INSTRUCTION: Find every row below that contains the word "tree" and copy each of those rows out in full.

SUPPLIED ENTRIES:
☆ ☆ ☆ ☆ ☆ ☆ ☆

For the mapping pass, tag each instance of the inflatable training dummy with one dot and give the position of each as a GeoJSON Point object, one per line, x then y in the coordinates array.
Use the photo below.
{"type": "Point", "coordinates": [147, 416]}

☆ ☆ ☆ ☆ ☆ ☆ ☆

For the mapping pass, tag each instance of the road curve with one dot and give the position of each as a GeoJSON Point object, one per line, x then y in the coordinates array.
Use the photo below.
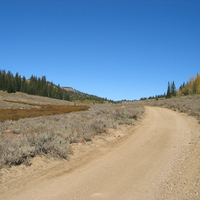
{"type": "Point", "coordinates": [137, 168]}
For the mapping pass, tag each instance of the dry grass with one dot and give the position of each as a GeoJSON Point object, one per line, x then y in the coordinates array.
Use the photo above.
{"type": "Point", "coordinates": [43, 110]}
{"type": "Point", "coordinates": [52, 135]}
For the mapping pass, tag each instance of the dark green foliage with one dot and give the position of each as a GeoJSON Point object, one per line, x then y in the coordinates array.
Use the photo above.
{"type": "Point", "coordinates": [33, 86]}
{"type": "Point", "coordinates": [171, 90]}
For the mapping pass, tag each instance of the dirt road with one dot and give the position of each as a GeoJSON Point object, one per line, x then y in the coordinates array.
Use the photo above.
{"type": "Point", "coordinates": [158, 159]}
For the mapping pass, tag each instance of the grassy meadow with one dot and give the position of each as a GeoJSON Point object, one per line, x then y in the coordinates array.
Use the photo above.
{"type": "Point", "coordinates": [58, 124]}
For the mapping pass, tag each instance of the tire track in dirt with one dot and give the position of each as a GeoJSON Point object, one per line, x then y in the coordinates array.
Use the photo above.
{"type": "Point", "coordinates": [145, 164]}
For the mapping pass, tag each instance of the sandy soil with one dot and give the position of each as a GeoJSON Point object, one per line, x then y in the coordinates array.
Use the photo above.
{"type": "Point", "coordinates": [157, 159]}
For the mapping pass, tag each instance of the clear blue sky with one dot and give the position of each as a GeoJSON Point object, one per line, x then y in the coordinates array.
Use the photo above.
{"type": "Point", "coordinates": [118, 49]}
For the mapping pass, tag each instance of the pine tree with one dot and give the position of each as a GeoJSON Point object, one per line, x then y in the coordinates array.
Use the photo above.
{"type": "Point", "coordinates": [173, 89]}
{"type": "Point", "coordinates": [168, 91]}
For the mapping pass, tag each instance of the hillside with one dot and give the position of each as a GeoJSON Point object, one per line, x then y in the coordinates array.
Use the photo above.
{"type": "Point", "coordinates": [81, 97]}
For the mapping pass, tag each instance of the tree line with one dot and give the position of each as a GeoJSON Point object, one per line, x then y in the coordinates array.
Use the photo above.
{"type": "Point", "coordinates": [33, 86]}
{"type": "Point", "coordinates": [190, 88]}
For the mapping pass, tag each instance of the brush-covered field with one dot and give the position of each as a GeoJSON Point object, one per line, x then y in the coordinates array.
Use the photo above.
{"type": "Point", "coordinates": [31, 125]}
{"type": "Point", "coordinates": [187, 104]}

☆ ☆ ☆ ☆ ☆ ☆ ☆

TASK RESPONSE:
For the mapping pass, tag each instance of the pine tree with one dot and give the position of each as a GeoJSON Point object, one per line, x then y in the coordinates array.
For the mapping pass, tag each instance of the tree line with one dot and give the position of each as a GeoJSON Point object, one per line, x then y in the coordinates array.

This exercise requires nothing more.